Problem to work on: Resume the history article below on Utah's Boys' Potato Growing Clubs, carrying it on from its final sentence.

Text passage:

*** Begin section ***

Boys’ Potato Growing Clubs

Miriam B. Murphy
History Blazer, May 1996

Potato field in Salt Lake County

During the spring and summer of 1912 James C. Hogensen toured the state hoping to organize Boys Potato Growing Clubs in every county. This project of the Extension Division of the Utah State Agricultural College (USAC) helped to fulfill a requirement that the division “provide agricultural and home science information to anyone not attending a land-grant institution,” including young people. Hogensen’s trip was a success. He visited 58 schools and talked with 6,786 boys. With the cooperation of local school officials he organized clubs.

A native of Denmark, Hogensen had moved to Cache Valley in 1880 with his Mormon convert parents. He attended schools in Newton and Richmond and later the USAC in Logan, graduating with a degree in commerce in 1899. As a student he had supported himself by working on farms, canals, and railroads. As a schoolteacher in Clarkston he also served as the county fruit tree inspector. In 1902 he began postgraduate studies in soils and horticulture at Michigan Agricultural College and in 1903 joined the U. S. Department of Agriculture in Washington, D. C., in its new soil experiment station program. In 1906 he received a master’s degree in agriculture from Cornell, and by 1907 he had joined the USAC faculty as a professor of agronomy.

*** End section ***

Provided records:
*** Begin section ***

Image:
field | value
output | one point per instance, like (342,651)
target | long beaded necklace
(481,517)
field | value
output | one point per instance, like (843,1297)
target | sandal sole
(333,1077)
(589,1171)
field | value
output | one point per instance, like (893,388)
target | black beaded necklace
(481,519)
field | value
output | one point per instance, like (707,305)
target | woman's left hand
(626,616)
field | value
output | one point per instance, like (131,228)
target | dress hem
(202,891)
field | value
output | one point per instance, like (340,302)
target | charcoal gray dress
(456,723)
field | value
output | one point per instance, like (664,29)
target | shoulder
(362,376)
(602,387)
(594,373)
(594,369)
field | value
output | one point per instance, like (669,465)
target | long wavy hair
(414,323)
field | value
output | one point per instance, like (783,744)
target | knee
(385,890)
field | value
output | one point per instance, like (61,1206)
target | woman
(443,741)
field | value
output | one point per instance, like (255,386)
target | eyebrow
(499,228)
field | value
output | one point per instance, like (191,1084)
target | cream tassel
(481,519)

*** End section ***

Output for this exercise:
Hogensen, who had won renown as a student orator, must have conveyed a great enthusiasm for the potato-growing project to the boys he visited in 1912, for the response was amazing. In Cache County, for example, 10 Potato Clubs with almost 600 members were organized. Box Elder County boasted 9 clubs with some 300 boys. Utah County’s 4 clubs had enrolled 100 boys, while a club in Sanpete County brought 20 boys into the program. These clubs mark the beginning of Utah 4-H.

The goal was ambitious. Historian Daniel A. John said that “each boy pledged to grow a half acre of potatoes under the direction of the Agricultural College . . . accurate records had to be kept. . . . Each member of a local club was allowed to compete with other members for local prizes . . . the winners would advance to the county fair . . . [and then] to the state fair, where four silver cups were awarded.” Winners on the state level would be judged on certified yield (60 percent), best 50 pounds (20 percent), best dozen tubers (10 percent), and for a paper detailing how the crop had been grown (10 percent). Merle Gilbert Hyer, age 16, of Lewiston, Cache County, took the top prize of $100 at the Utah State Fair in 1913.

Hattie Holbrook of Bountiful, Davis County, won the first prize in the home economics division. As state winners she and Hyer also received free trips to Washington, D. C. They were accompanied on the train trip by Hogensen and his wife, Lydia. In Washington the Utah youngsters participated in meetings of the Boys and Girls Agricultural Clubs. Thirty states were represented. Hyer won acclaim for his potato-growing prowess: “He raised 797 bushels of potatoes, although the Utah average was only 190 bushels. He did this without the aid of commercial fertilizers, although he did admit to spreading some of the barnyard variety on his project.”

President Woodrow Wilson had been scheduled to greet the state club winners, but in his stead Mrs. Wilson welcomed them. They lined up by state in alphabetical order, placing the Utahns well back in the line. Hyer remembered “the long, beautiful, white gloves the president’s wife wore. . . . [He] had to stifle a smile upon greeting Mrs. Wilson, since after shaking the hands of fifty or so farm kids, her gloves had turned black.”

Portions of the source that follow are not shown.